Supplied entries >>
◇ ◇ ◇ ◇ ◇ ◇ ◇

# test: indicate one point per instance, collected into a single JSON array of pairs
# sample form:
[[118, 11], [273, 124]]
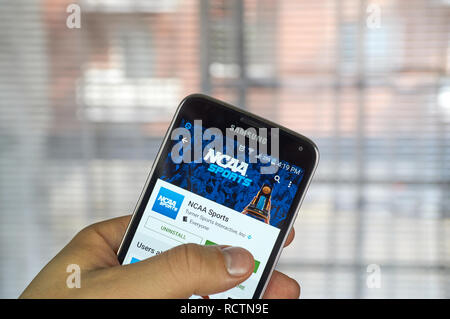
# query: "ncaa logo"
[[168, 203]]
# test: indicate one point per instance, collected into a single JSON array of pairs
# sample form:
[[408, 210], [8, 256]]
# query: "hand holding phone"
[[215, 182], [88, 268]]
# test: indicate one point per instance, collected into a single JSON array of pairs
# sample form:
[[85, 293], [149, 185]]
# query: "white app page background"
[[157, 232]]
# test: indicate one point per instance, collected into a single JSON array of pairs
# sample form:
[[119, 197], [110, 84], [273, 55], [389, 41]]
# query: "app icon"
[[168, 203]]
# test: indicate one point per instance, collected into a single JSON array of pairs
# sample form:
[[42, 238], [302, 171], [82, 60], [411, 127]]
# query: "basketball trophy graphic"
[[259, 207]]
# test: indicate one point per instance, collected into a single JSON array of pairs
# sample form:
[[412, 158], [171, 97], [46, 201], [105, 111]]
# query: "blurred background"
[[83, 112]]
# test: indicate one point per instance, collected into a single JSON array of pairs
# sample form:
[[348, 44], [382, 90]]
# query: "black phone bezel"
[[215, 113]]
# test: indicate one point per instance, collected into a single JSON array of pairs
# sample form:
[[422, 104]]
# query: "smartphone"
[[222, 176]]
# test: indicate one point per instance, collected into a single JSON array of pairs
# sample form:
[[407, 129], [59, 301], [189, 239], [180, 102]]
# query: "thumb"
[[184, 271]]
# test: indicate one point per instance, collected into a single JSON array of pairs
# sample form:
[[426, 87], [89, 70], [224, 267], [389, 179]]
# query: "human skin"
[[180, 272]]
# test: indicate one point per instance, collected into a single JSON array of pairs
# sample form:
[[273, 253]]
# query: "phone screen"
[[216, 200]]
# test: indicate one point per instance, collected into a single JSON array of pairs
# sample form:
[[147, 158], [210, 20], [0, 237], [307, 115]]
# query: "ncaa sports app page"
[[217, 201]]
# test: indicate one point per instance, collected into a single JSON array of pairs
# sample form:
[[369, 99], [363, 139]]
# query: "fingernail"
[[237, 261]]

◇ ◇ ◇ ◇ ◇ ◇ ◇

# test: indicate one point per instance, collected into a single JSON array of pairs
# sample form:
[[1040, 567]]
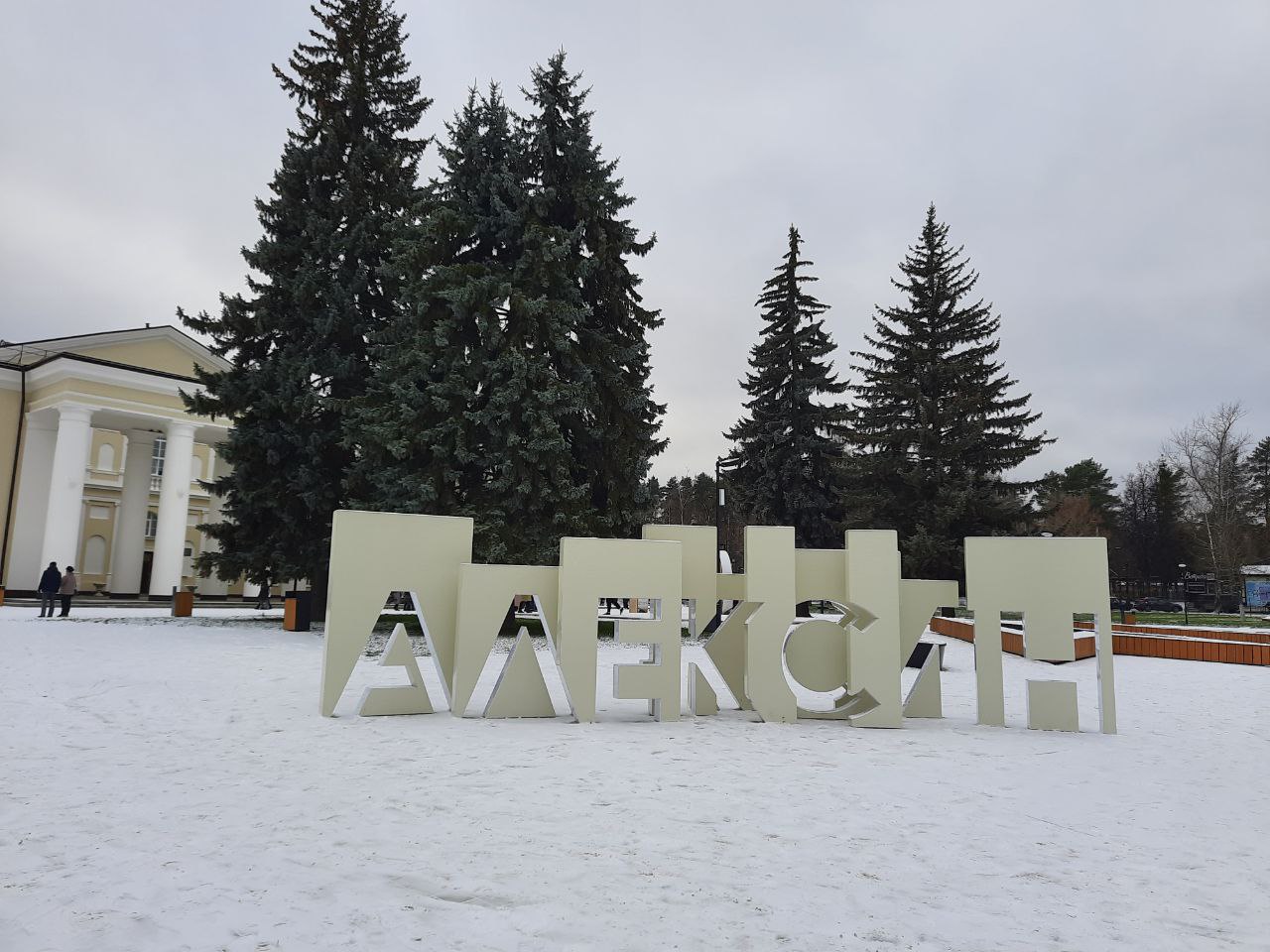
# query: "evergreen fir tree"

◇ ◇ ◇ ◇ ◇ ◇ ◇

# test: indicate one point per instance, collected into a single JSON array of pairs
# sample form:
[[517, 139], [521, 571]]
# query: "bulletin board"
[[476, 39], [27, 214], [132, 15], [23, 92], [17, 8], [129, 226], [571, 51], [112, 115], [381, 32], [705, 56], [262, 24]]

◇ ◇ ◇ ◇ ◇ ◇ ◇

Exercise >>
Within the data above, the lines from the one with "[[422, 104]]" to the one with "[[147, 158], [210, 20], [0, 237], [307, 115]]" must be repeated exactly; no other line belongs in the answer.

Expected answer >>
[[422, 104]]
# query: "smartphone"
[[222, 176]]
# test: indicate one point per instance, collected into a single JSON array of pairs
# sample form:
[[407, 129], [59, 301], [189, 239], [180, 102]]
# query: "thumb"
[[184, 271]]
# test: indicate one point per instance, collected into a single JSON array of pairs
# sample form:
[[426, 87], [89, 70], [224, 267], [389, 179]]
# query: "human skin"
[[180, 272]]
# test: indicate one point per instance, collected into a single JSON array of pairs
# sample form:
[[273, 253]]
# query: "phone screen"
[[216, 200]]
# test: indicate one point per instance, collected into a single JSON array of pairs
# sample form:
[[147, 158], [210, 20], [0, 237], [307, 115]]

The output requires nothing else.